> **Work to be completed**:
The records that follow are to be transcribed exactly.

> **Records**:

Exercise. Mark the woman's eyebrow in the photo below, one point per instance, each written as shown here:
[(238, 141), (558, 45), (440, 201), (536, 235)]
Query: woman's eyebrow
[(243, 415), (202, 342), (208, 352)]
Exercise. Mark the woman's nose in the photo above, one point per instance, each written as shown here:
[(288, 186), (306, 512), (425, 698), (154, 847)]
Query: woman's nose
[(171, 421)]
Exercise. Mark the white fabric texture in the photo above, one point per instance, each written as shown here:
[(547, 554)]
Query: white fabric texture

> **Output of the task**:
Exercise. Mark the woman's eyebrow in the photo below, one point per instance, each written as shown here:
[(238, 141), (558, 45), (440, 201), (536, 235)]
Query: woman's eyebrow
[(243, 415), (202, 342), (208, 352)]
Exercise. Mark the woman's nose in the photo above, one point per instance, each written as shown here:
[(288, 186), (306, 512), (425, 698), (154, 847)]
Query: woman's nose
[(171, 421)]
Exercise. Mark the white fabric texture in the photo above, one point per instance, each written as shown here:
[(547, 554)]
Query: white fabric texture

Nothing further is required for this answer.